- What the exercise asks: Each line below with the string "reading" should be copied.

- Material to process:
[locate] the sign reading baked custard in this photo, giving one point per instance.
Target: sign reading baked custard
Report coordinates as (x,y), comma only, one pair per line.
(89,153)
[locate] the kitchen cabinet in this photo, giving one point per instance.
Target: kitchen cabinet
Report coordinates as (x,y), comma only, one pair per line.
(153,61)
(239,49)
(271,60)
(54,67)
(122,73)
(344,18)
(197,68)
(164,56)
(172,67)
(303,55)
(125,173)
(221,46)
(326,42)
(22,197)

- Exercise response:
[locate] the sign reading baked custard in this photo, giving one point per instance.
Target: sign reading baked custard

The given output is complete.